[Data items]
◇ ◇ ◇ ◇ ◇
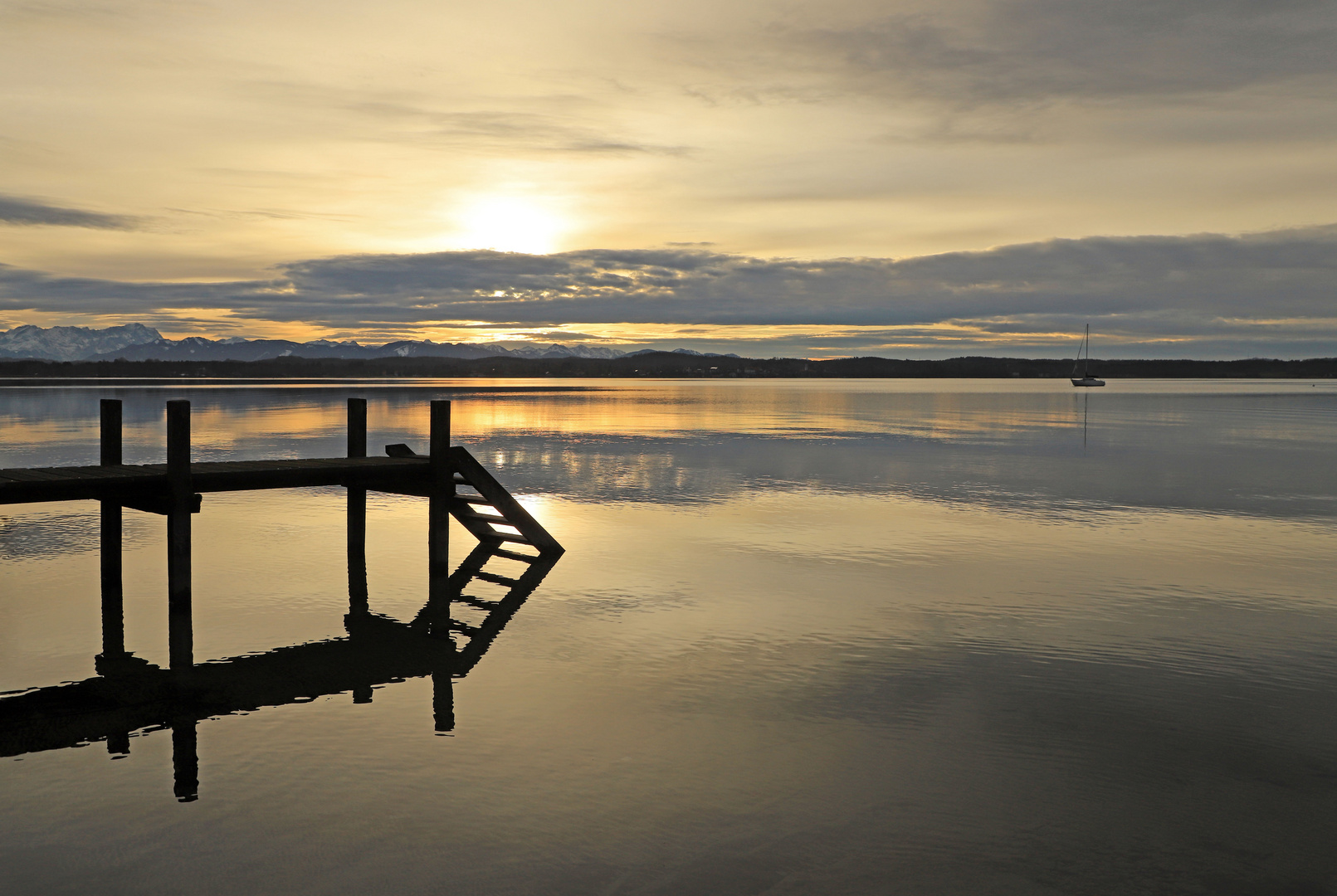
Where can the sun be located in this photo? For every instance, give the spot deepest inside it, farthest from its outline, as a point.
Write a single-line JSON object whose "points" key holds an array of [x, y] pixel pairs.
{"points": [[508, 224]]}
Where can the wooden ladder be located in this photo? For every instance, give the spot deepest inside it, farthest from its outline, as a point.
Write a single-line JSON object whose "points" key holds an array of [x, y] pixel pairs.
{"points": [[492, 514]]}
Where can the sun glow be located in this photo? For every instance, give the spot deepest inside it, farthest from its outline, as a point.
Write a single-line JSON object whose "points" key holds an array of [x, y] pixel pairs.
{"points": [[508, 224]]}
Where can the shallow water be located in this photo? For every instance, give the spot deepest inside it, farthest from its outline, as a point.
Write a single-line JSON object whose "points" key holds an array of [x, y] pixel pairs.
{"points": [[808, 637]]}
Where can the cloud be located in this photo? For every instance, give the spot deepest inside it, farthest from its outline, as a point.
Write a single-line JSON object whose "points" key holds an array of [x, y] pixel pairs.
{"points": [[30, 213], [1277, 286], [1027, 51]]}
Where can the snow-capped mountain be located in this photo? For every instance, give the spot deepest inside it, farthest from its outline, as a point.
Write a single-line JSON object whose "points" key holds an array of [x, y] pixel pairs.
{"points": [[138, 343], [556, 351], [71, 343]]}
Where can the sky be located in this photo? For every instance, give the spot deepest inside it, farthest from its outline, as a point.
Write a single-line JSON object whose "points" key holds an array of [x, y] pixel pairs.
{"points": [[847, 177]]}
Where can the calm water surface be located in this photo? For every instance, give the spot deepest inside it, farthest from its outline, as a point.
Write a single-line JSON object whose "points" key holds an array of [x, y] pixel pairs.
{"points": [[808, 637]]}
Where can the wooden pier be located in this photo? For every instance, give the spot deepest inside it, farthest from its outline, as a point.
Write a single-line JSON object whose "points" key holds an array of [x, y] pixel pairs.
{"points": [[130, 694]]}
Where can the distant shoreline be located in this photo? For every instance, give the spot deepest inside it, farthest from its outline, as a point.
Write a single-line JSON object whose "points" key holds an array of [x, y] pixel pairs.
{"points": [[667, 364]]}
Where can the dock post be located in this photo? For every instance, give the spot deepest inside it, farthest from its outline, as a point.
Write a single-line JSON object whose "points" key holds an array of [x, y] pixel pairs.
{"points": [[179, 635], [357, 597], [113, 594], [443, 699], [110, 435], [357, 427], [439, 506], [185, 758]]}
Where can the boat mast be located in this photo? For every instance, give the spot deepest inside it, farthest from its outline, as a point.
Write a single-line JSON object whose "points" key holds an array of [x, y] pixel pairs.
{"points": [[1086, 340]]}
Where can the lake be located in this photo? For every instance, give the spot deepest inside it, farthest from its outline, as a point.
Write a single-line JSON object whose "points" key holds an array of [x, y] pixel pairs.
{"points": [[808, 637]]}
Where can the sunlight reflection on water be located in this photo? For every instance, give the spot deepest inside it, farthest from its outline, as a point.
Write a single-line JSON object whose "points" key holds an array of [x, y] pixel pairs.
{"points": [[807, 637]]}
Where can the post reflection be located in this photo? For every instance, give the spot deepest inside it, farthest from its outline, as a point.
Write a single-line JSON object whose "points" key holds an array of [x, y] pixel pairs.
{"points": [[130, 694]]}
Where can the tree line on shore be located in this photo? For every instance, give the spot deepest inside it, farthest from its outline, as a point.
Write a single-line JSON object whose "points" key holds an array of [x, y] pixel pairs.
{"points": [[669, 364]]}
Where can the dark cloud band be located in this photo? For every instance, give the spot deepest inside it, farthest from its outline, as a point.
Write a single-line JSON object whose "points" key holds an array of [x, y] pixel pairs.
{"points": [[1277, 285], [26, 212]]}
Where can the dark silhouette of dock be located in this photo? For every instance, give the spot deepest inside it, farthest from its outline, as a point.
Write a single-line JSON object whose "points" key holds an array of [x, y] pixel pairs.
{"points": [[130, 694]]}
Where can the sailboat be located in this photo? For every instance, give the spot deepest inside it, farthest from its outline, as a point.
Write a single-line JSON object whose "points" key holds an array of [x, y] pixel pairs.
{"points": [[1086, 378]]}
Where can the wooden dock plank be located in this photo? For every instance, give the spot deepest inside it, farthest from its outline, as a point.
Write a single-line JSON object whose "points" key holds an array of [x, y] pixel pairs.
{"points": [[76, 483]]}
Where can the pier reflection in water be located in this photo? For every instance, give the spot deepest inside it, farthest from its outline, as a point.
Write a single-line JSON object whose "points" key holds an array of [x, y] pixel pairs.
{"points": [[444, 640]]}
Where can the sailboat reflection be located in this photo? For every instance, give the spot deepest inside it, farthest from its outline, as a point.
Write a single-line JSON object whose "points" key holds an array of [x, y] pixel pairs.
{"points": [[130, 694]]}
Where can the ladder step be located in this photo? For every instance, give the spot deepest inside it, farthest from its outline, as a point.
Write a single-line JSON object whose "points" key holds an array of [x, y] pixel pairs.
{"points": [[477, 602], [488, 518], [515, 555]]}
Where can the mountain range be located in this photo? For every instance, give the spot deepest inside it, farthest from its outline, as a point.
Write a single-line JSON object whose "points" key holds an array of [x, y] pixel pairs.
{"points": [[139, 343]]}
◇ ◇ ◇ ◇ ◇
**REQUIRED WORK**
The answer must reproduce every line of the records above exactly, with all pictures left out.

**SOLUTION TO THE PROBLEM**
Where can the sun be located in this photo? For every instance, give the spot deepest inside it, farthest from its outline, as a point.
Write a single-line JSON object whose "points" key holds an array of [x, y] pixel pairs.
{"points": [[508, 224]]}
Where can the wooden ladder be located in this photo? For every instance, give the spot deepest inside it, farthest from its outline, as a point.
Write a single-line JSON object whose "points" key holds an array of [x, y] pixel pairs.
{"points": [[492, 514]]}
Where can the sun glow be located in this photo? For every instance, give the spot deepest inside it, farthest from its outline, as a point.
Write a single-line JSON object whose "points" key holds an array of [x, y] pixel pairs.
{"points": [[508, 224]]}
Where can the shallow water be located in this photo? For every instance, give the spot deepest inside it, farthest from its outline, as a point.
Write a single-line JSON object whose "points" key holds an array of [x, y] pixel pairs.
{"points": [[808, 637]]}
Where can the cloud be located in this photo? For every instance, give the spot deepest inside it, farthest from its outline, as a point.
Write a single-line JSON object whose "points" key holds an array of [x, y] pixel pairs.
{"points": [[30, 213], [1277, 286], [1027, 51]]}
Where can the snow-capped mountain be located in this photo? For every instance, give the spot deepest inside it, farthest from its outline, as a point.
Write a single-line JSON object whose "points" key holds an array of [x, y] pixel pairs.
{"points": [[138, 343], [556, 351], [71, 343]]}
Where can the sky be located in this photo? For every instance, give the spot deepest inside it, farthest from its outline, as a point.
Write a single-line JSON object whose "points" key holds an array of [x, y] pixel pairs.
{"points": [[847, 177]]}
Where can the calm water surface be located in this photo? For every instance, give the spot deepest inside it, farthest from its outline, as a point.
Write a single-line JSON object whose "points" key holds an array of [x, y] pixel pairs.
{"points": [[808, 637]]}
Where can the wooden pier be located in this photo? For every instance, give the spot deepest inside it, farthest from its outline, as a point.
Write a single-line JSON object whose "points" key holds an array of [x, y] pixel pairs.
{"points": [[130, 694]]}
Where can the distant shoreline be located in this photo? For every instance, give the spot deepest inside it, farthest from its outline, as a point.
Write a single-line JSON object whose "points" key holds an array of [x, y] pixel pairs.
{"points": [[667, 364]]}
Where can the dock post be located in this photo? For every instance, give the spot deepest inside it, farthest from its outline, as a point.
Write a single-line JSON object whose "points" key holds an array of [x, y] pixel pairs.
{"points": [[179, 635], [357, 597], [113, 594], [443, 699], [110, 435], [357, 427], [439, 506], [185, 758]]}
Where can the boat mast be located in this photo? For every instance, give the spot deepest inside it, farthest from its outline, as a point.
Write a single-line JSON object whose "points" key holds an array of [x, y] pixel pairs.
{"points": [[1086, 340]]}
Where can the lake be located in this photo? For every instance, give the spot deepest inside it, farthest from its outline, as a point.
Write a single-line JSON object whose "points" key holds an array of [x, y] pixel pairs.
{"points": [[808, 637]]}
Where can the sunlight reflection on water be located in this photo? For every instance, give the spot deepest inside it, farthest from its outline, as a point.
Write a single-line JSON object whose "points" key holds an array of [x, y] pixel pairs.
{"points": [[807, 637]]}
Where can the post reflection be located in this photo? For every instance, give the spot deepest inside it, farthest from its outline, as a point.
Write a single-line JSON object whose "points" key holds an array of [x, y] pixel pairs.
{"points": [[130, 694]]}
Where can the tree line on shore be located in this photo? For every instance, give the spot deepest inside it, farthest from its outline, as a point.
Write a single-line JSON object whose "points" key holds an array of [x, y] pixel pairs.
{"points": [[669, 364]]}
Where can the dark cloud band be located in this photo? For every instance, give the spot deepest inside it, farthest from its outline, as a point.
Write a single-line JSON object whose "points" key holds an array of [x, y] pixel pairs.
{"points": [[1277, 285], [26, 212]]}
Where can the dark silhouette of dock be located in this photo? For every instance, give the spot deepest inside it, farthest from its outline, as a point.
Write a single-line JSON object whose "points" key holds an array of [x, y] pixel pairs.
{"points": [[130, 694]]}
Where can the sailboat be located in this photo? For every instance, give the spot deepest inside it, farthest from its outline, as a point.
Write a single-line JSON object whose "points" key holds an array of [x, y] pixel pairs.
{"points": [[1086, 378]]}
Where can the wooden dock plank be located in this photo? For every instance, give the spot deepest inside it, farthest from its outline, as a point.
Write a single-line JSON object whose "points" key holds an array of [x, y] pixel pairs.
{"points": [[76, 483]]}
Where can the pier reflection in water be located in this photo? For every instance, give the spot deepest inside it, farthest from its outline, as a point.
Write a single-line JSON object whose "points" key holds an array of [x, y] pixel pairs.
{"points": [[444, 640]]}
Where can the sailboat reflection be located in this photo? For every instance, give the spot deepest inside it, farthest from its outline, as a point.
Write a single-line JSON object whose "points" key holds an array of [x, y] pixel pairs.
{"points": [[130, 694]]}
Where can the ladder step be located in this photo? For every instance, give the spot deepest inside it, farthest from its outline, as a point.
Write a single-line JSON object whose "points" key holds an array of [x, y] pixel pairs.
{"points": [[477, 602], [488, 518], [515, 555]]}
Where can the mountain range be located in this photo? For every instance, give the spot deepest inside it, farthest from its outline, as a point.
Write a single-line JSON object whose "points" key holds an array of [x, y] pixel pairs.
{"points": [[139, 343]]}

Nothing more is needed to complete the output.